Task requirements:
Lay out every line of the items below as a numbered list, omitting blank lines. Leave the pictures out of your answer.

[Excerpts from a point labeling dataset]
-------

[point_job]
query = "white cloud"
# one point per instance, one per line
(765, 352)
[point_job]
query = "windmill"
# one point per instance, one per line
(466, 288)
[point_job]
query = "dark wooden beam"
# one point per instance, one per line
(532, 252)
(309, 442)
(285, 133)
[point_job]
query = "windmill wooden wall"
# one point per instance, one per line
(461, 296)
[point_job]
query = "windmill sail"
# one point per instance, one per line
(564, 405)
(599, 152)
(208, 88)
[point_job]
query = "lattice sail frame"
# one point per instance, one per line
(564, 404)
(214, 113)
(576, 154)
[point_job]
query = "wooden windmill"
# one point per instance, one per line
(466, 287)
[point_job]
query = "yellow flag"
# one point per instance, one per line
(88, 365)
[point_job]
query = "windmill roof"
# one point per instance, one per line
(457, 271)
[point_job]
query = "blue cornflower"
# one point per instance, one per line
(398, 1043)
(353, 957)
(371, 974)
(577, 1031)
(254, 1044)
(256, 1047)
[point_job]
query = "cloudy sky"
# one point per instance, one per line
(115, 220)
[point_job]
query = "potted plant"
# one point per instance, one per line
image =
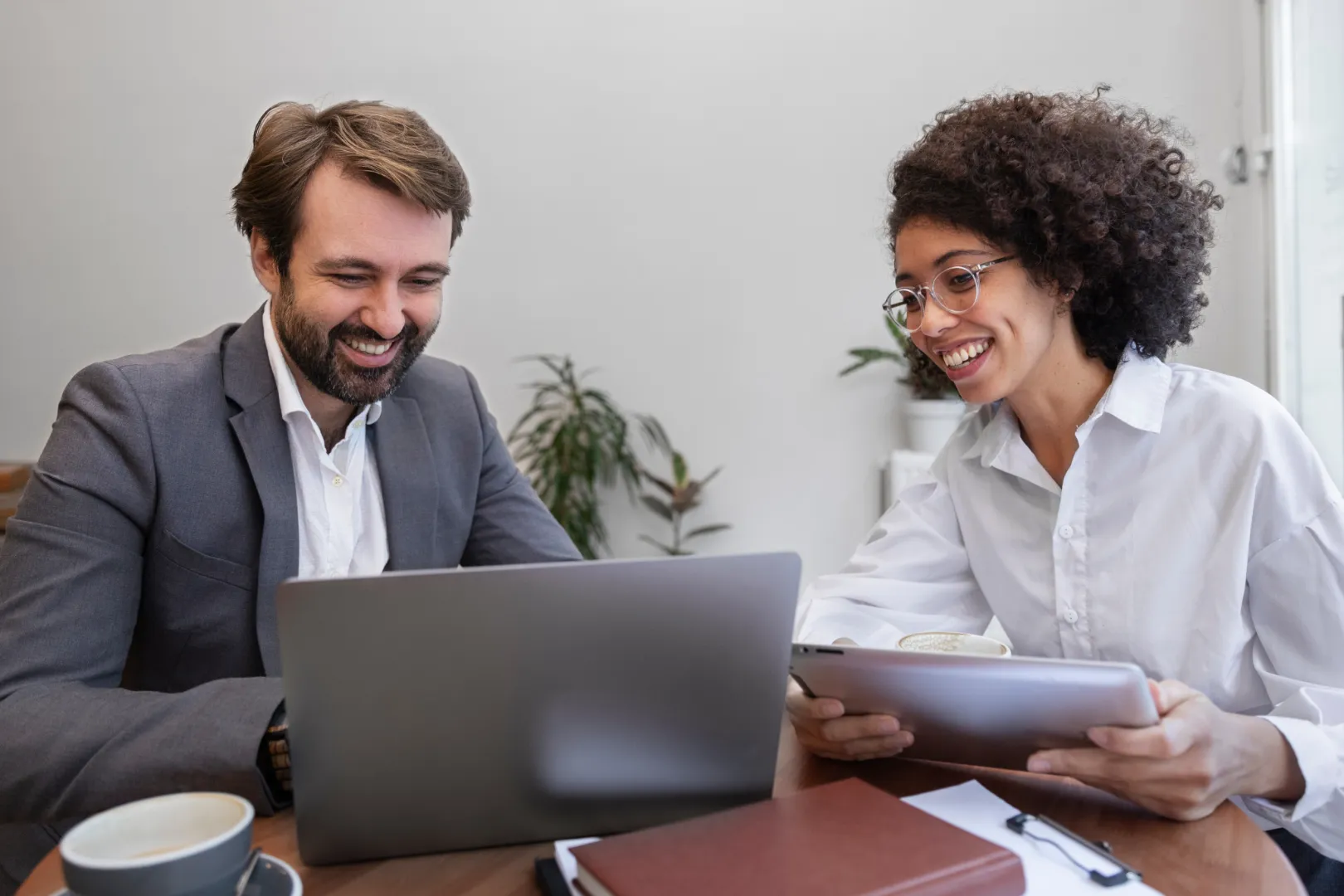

-------

Full output:
1. [point_job]
2. query = "white cloud"
3. # one point per instance, one per line
4. (765, 352)
5. [point_job]
6. query = "windmill"
7. # one point per instance, one per line
8. (466, 288)
9. [point_job]
10. query = "dark wooden beam"
11. # one point per instance, one per line
12. (532, 252)
13. (309, 442)
14. (285, 133)
15. [point_job]
16. query = "windmill wooden wall"
17. # one point per instance, one per line
18. (461, 296)
19. [point_job]
20. query = "windmill sail"
21. # one point per instance, one per line
22. (564, 405)
23. (599, 152)
24. (208, 88)
25. [point_job]
26. query = "lattice sail frame"
27. # one point per instance, one per line
28. (564, 404)
29. (214, 113)
30. (576, 154)
31. [point_job]
32. query = "wooden windmill"
33. # one point per instance, one per line
34. (466, 287)
35. [point_job]
36. query = "yellow flag"
37. # one point per instance, one per line
38. (88, 365)
39. [point_job]
40. query = "windmill roof"
41. # one point per instance, one per line
42. (457, 271)
43. [point_job]
44. query = "blue cornflower"
45. # one point per instance, one per line
46. (398, 1043)
47. (353, 957)
48. (371, 974)
49. (577, 1031)
50. (254, 1044)
51. (256, 1047)
52. [point_job]
53. query = "cloudy sky"
54. # one point per instance, one per line
55. (115, 220)
56. [point_job]
57. query = "potted plant"
58. # one point per instance, one per line
59. image =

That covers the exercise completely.